* _Extrait choisi_:
De l’incertitude en aménagement.

Une deuxième partie, Des sémantiques en action : fabriquer des villes résilientes ?, propose des études de cas aux formats et aux terrains variés. L’article, « Conditions et possibilité d’un urbanisme résiliant en zone inondable. Le cas des Ardoines, en région parisienne » de Laurence Créton–Cazanave, José-Frédéric Deroubaix, Gilles Hubert, Jocelyne Dubois-Maury et Valérie November présente la trajectoire étonnante d’un projet urbain en zone inondable, qui a permis de prendre en considération la résilience comme un paramètre de l’aménagement. L’auteur constate que les procédures habituelles d’aménagement des zones inondables, classées en Plans de Prévention des Risques d’Inondation (PPRI), évacuent les questions de fonctionnement ordinaire du territoire. Or, dans le cas des Ardoines, il semblerait que, par un changement d’acteur et de doctrine, l’aménageur ait décidé de gérer la crise en permettant au maximum le maintien sur place des activités et des acteurs concernés, et non plus en les évacuant. Il s’agissait, dès lors, de donner de la souplesse aux acteurs dans la gestion de la crise. Si l’on compare les aménagements, tels qu’ils sont proposés dans le cadre des PPRI et dans le cadre d’un aménagement résilient, il semblerait que, certes, le projet PPRI protège les biens et les vies, mais il ne facilite pas, voire complique, la gestion de la crise en temps réel, en ne permettant pas le maintien des personnes, même provisoirement, à domicile. L’accessibilité et la souplesse des aménagements, qui s’inscrivent dans le cadre de la résilience, apparaissent comme des atouts majeurs de la prise en compte de cette doctrine au niveau local.

En définitive, l’adoption de cette terminologie inspirée des sciences physiques dépend de l’acception d’une réalité nouvelle : il s’agit de gérer la crise et non pas d’aménager les espaces. L’aménagement des zones inondables contredit, aujourd’hui, l’idée selon laquelle ce seront des personnes qui seront soumises à des crises, éventuellement violentes, et non pas des espaces. L’article, « L’Eurométropole de Strasbourg face aux risques climatiques. Mettre le cap sur la résilience : évolution des programmes de gestion du risque d’inondation à l’échelle d’une métropole », de Boudeffa Abderrahmane Mehdi, montre, certes, que l’investissement dans des aménagements résilients, lié au changement de paradigme initié par la communauté urbaine de Strasbourg, fait évoluer le rapport des populations aux inondations. Cependant, ce mode d’aménagement et de développement urbain ne s’applique, en réalité, qu’à une partie du territoire inondable. La ville de Rio de Janeiro prend peu en compte l’adaptation au changement climatique, en dépit des vulnérabilités nombreuses des espaces urbains, comme l’écrivent Ana Lucia Britto et Maria Fernanda Lomes dans l’article, « Changements climatiques, adaptation et aménagement urbain à Rio de Janeiro ». Rio ne dispose pas encore de plan d’adaptation, se limitant à définir les champs d’action prioritaires pour renforcer la résilience de la ville. Dans ce contexte, disent les auteures, la prise en compte de l’adaptation engagerait « des politiques, des programmes, des modes de gestion et de régulation ainsi que des investissements qui permettraient de pointer les valeurs qui creusent les inégalités et contribuent à la perpétuation d’une relation insoutenable à l’égard de l’environnement » (p. 156).

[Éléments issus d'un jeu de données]
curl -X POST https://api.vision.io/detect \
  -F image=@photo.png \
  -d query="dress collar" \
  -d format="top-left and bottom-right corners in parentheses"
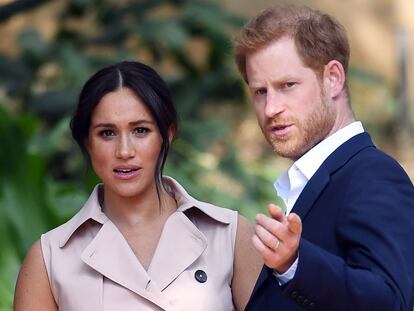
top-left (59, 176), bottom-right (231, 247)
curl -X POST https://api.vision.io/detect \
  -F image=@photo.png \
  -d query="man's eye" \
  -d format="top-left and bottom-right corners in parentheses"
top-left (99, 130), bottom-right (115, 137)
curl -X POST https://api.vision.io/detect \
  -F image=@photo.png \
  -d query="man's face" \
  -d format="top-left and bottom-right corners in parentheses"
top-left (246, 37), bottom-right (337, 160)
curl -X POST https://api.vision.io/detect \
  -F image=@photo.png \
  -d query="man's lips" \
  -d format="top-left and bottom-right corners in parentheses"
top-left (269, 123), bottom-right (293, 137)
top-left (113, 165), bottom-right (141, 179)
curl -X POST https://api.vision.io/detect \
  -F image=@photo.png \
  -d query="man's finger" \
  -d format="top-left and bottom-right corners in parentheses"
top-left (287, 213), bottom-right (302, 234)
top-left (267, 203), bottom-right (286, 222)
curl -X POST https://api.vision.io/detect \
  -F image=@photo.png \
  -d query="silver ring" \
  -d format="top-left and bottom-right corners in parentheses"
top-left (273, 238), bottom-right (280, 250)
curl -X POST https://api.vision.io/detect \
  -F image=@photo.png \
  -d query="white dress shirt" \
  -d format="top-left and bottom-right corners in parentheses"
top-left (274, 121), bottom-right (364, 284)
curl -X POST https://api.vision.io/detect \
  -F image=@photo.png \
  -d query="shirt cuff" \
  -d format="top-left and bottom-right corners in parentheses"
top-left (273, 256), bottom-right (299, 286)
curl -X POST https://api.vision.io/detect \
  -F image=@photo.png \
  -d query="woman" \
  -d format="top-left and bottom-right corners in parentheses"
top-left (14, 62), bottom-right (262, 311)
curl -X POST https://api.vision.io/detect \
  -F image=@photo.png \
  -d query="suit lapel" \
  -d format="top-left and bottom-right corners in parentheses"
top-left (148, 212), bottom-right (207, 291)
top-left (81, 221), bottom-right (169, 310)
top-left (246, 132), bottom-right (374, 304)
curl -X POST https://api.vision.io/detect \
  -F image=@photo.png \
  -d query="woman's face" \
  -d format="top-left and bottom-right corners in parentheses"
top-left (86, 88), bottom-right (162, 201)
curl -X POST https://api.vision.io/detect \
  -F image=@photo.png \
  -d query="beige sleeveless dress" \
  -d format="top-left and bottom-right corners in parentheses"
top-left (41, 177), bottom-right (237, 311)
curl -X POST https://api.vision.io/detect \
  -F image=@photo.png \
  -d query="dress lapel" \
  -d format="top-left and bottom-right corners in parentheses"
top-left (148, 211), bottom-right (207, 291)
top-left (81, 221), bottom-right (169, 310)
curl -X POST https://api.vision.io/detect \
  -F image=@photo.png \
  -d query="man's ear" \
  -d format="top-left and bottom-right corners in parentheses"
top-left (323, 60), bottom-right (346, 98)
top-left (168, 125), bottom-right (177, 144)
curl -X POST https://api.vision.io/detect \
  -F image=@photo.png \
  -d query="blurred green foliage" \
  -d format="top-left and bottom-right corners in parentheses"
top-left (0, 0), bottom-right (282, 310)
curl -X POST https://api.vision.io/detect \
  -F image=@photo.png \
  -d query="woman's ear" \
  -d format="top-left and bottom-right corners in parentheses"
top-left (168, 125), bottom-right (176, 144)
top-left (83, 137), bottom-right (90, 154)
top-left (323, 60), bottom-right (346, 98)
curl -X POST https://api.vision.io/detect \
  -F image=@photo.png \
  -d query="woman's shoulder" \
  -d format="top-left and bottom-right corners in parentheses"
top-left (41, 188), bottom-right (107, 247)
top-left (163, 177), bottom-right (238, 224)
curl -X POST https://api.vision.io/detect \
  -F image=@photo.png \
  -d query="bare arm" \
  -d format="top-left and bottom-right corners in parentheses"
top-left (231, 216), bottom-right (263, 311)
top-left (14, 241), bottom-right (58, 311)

* _Consignes de travail_:
**a)** Résumez l'extrait choisi en trois phrases.
**b)** Restituez sous forme de tableau Markdown à deux colonnes, « Rang » et « Contenu », les lignes du listing, de la toute première jusqu'à celle qui contient « top-left (267, 203), bottom-right (286, 222) », incluse. Omettez les lignes vides et les images.

* _Tâches corrigées_:
**a)** L'extrait choisi présente des études de cas sur la fabrication de villes résilientes. La première porte sur les Ardoines, où l'aménageur a choisi de gérer la crise d'inondation en maintenant sur place les activités et les acteurs plutôt qu'en les évacuant, alors que les PPRI ne permettent pas le maintien des personnes à domicile. À Strasbourg, le passage à des aménagements résilients fait évoluer le rapport des populations aux inondations mais ne concerne qu'une partie du territoire inondable, tandis que Rio de Janeiro prend peu en compte l'adaptation au changement climatique et ne dispose pas encore de plan d'adaptation.

**b)**
| Rang | Contenu |
|---|---|
| 1 | curl -X POST https://api.vision.io/detect \ |
| 2 |   -F image=@photo.png \ |
| 3 |   -d query="dress collar" \ |
| 4 |   -d format="top-left and bottom-right corners in parentheses" |
| 5 | top-left (59, 176), bottom-right (231, 247) |
| 6 | curl -X POST https://api.vision.io/detect \ |
| 7 |   -F image=@photo.png \ |
| 8 |   -d query="man's eye" \ |
| 9 |   -d format="top-left and bottom-right corners in parentheses" |
| 10 | top-left (99, 130), bottom-right (115, 137) |
| 11 | curl -X POST https://api.vision.io/detect \ |
| 12 |   -F image=@photo.png \ |
| 13 |   -d query="man's face" \ |
| 14 |   -d format="top-left and bottom-right corners in parentheses" |
| 15 | top-left (246, 37), bottom-right (337, 160) |
| 16 | curl -X POST https://api.vision.io/detect \ |
| 17 |   -F image=@photo.png \ |
| 18 |   -d query="man's lips" \ |
| 19 |   -d format="top-left and bottom-right corners in parentheses" |
| 20 | top-left (269, 123), bottom-right (293, 137) |
| 21 | top-left (113, 165), bottom-right (141, 179) |
| 22 | curl -X POST https://api.vision.io/detect \ |
| 23 |   -F image=@photo.png \ |
| 24 |   -d query="man's finger" \ |
| 25 |   -d format="top-left and bottom-right corners in parentheses" |
| 26 | top-left (287, 213), bottom-right (302, 234) |
| 27 | top-left (267, 203), bottom-right (286, 222) |